Take the line that contains "For every instance of the suit" and all lines after it, up to and including the last line of the data, and write them out exactly; nothing else belongs in the answer.

··· Provided data

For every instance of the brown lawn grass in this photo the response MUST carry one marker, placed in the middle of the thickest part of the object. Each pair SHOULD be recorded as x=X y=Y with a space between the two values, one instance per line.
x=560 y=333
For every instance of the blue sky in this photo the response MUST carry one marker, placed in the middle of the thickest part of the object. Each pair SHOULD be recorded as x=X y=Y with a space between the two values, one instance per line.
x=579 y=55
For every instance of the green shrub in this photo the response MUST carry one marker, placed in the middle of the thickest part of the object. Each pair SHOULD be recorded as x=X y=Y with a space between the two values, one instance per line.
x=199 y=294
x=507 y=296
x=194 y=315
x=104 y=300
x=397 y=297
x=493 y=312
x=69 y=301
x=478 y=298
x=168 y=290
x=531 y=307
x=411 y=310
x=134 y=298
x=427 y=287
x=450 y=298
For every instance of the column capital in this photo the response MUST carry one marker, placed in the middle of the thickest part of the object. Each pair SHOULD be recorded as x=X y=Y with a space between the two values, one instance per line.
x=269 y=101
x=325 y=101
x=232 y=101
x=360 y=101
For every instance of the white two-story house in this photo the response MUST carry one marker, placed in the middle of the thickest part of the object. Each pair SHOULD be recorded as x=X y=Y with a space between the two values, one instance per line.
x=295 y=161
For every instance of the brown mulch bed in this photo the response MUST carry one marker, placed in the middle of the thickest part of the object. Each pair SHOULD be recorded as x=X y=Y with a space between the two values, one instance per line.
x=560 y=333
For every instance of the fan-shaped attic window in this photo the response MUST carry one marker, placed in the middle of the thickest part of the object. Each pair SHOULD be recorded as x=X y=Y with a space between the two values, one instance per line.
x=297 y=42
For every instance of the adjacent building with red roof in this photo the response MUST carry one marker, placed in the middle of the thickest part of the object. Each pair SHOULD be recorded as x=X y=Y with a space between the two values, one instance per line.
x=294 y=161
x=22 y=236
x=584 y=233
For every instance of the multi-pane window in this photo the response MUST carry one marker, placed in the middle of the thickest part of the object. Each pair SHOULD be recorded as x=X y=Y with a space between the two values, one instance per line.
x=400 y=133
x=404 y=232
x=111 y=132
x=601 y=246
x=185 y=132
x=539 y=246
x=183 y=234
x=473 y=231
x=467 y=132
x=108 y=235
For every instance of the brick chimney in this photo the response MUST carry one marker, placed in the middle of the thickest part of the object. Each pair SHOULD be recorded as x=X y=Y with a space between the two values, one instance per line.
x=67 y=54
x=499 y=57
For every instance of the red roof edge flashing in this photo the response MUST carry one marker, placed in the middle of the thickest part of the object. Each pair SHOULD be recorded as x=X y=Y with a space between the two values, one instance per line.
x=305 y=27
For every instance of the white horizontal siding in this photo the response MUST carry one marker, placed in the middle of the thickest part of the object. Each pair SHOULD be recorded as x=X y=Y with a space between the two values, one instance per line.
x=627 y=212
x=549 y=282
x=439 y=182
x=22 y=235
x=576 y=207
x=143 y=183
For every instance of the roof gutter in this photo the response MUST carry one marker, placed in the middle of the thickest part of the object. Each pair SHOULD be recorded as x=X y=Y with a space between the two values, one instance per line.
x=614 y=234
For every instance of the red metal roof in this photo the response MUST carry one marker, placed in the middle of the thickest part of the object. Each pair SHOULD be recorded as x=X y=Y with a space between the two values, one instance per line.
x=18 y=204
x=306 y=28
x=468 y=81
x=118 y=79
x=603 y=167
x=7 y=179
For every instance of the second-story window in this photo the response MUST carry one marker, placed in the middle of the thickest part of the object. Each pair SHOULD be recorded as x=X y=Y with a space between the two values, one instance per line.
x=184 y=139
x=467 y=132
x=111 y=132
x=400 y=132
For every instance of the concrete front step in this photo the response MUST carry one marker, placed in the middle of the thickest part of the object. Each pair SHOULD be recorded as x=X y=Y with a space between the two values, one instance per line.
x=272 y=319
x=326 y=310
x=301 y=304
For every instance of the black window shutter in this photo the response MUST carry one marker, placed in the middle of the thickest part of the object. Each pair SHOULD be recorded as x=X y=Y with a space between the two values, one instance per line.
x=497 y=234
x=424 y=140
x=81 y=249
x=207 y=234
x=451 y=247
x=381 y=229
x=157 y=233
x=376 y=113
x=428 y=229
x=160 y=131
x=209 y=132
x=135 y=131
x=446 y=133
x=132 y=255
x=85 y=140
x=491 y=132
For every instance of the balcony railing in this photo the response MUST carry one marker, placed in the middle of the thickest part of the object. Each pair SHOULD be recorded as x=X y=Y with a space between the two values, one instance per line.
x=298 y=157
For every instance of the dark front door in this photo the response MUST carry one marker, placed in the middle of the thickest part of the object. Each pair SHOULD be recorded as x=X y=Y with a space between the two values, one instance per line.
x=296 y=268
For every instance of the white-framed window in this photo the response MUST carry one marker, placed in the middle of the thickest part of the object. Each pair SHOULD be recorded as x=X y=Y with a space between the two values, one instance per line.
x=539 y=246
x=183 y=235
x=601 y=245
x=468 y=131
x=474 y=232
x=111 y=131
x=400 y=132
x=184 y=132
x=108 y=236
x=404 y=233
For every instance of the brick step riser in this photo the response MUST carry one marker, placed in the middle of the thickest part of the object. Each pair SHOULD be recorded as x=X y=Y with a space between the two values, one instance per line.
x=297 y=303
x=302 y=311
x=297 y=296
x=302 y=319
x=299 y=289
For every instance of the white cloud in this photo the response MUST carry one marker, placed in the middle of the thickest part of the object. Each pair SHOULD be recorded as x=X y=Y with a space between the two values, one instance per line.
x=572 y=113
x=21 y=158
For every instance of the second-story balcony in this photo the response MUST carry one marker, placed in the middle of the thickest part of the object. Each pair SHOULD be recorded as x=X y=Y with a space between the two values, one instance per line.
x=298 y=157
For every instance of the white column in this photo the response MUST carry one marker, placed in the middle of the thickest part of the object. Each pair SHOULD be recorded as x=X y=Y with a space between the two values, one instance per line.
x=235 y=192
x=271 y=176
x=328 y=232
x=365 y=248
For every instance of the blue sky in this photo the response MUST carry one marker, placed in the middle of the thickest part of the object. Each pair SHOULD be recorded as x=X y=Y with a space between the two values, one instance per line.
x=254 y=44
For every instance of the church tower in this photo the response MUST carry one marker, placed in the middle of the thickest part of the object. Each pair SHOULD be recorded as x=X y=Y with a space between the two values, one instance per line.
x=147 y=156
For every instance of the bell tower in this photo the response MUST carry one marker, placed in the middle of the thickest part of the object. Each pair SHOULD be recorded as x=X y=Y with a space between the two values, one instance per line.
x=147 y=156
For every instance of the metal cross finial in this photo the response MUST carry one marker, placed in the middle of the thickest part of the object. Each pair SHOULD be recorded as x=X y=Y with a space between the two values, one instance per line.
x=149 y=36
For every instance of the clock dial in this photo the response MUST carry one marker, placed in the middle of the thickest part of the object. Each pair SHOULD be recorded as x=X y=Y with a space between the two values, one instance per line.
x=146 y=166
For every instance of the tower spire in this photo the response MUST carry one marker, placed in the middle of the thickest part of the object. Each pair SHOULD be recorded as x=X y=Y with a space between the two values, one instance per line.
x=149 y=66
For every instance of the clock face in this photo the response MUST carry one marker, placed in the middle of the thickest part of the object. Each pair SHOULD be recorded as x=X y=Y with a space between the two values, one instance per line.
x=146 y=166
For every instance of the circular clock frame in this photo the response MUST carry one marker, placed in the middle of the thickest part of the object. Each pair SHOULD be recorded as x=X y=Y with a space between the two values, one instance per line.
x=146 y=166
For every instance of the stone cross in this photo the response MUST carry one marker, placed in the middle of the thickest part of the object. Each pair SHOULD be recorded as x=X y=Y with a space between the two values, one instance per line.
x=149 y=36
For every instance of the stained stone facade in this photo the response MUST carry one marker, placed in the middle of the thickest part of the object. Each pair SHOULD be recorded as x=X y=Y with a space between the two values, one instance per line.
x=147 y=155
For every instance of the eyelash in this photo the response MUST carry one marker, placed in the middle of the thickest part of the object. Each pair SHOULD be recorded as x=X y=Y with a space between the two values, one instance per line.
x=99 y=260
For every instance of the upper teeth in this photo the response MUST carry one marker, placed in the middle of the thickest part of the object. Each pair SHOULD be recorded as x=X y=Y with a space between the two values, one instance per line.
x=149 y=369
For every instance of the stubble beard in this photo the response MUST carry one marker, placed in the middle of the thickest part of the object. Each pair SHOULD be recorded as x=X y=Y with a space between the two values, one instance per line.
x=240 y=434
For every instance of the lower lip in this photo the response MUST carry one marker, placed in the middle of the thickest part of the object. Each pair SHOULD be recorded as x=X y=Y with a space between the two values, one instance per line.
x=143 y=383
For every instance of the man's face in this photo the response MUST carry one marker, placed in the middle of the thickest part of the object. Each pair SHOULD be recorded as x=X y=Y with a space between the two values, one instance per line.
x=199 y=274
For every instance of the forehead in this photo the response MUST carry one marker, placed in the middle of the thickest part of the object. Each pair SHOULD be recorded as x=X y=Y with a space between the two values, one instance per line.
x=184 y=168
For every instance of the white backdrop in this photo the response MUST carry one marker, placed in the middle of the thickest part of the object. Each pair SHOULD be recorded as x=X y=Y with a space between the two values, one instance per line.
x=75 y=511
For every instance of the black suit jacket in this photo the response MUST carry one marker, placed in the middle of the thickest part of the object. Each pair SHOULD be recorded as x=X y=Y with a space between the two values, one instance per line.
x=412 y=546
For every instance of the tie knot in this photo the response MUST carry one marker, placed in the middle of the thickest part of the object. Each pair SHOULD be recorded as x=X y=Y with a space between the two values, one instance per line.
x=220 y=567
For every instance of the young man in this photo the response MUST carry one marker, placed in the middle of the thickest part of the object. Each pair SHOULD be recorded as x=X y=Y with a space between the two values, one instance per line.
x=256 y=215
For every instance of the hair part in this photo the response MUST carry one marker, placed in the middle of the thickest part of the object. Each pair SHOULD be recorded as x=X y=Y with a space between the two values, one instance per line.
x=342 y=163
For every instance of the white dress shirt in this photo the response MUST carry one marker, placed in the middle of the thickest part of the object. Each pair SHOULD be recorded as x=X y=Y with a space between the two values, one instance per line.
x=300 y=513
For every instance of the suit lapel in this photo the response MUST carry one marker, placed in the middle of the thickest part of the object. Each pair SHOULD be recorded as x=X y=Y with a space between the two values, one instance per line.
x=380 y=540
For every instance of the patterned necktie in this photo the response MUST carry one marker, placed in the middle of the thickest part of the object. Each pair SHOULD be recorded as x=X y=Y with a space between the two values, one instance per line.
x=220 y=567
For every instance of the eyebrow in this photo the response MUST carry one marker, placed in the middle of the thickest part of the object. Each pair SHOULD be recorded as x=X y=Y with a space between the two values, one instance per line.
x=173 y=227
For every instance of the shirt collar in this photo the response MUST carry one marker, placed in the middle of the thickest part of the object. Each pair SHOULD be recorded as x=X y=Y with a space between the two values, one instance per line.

······

» Solved problem
For every instance of the suit lapel in this photo the response MUST carry one marker, placed in the middle of the thickest part of the object. Each pair SHOULD be recorded as x=X y=Y with a space between the two values, one instance per line.
x=380 y=540
For every instance of the patterned necktie in this photo the response MUST carry one marker, placed in the middle of the thickest part of the object. Each pair SHOULD be recorded as x=X y=Y with a space between the two values, one instance per line.
x=220 y=567
For every instance of the eyebrow in this photo the response MUST carry one marker, placed in the middle of the thickest part of the object. Each pair SHOULD be recorded as x=X y=Y with a space between the two values, one instance per line.
x=173 y=227
For every instance of the shirt collar in this photo the response MUST carry one marker, placed in the middle of the thickest part of the object. Each pair SHOULD be recorded as x=X y=Y with a space between the two values, one instance per line.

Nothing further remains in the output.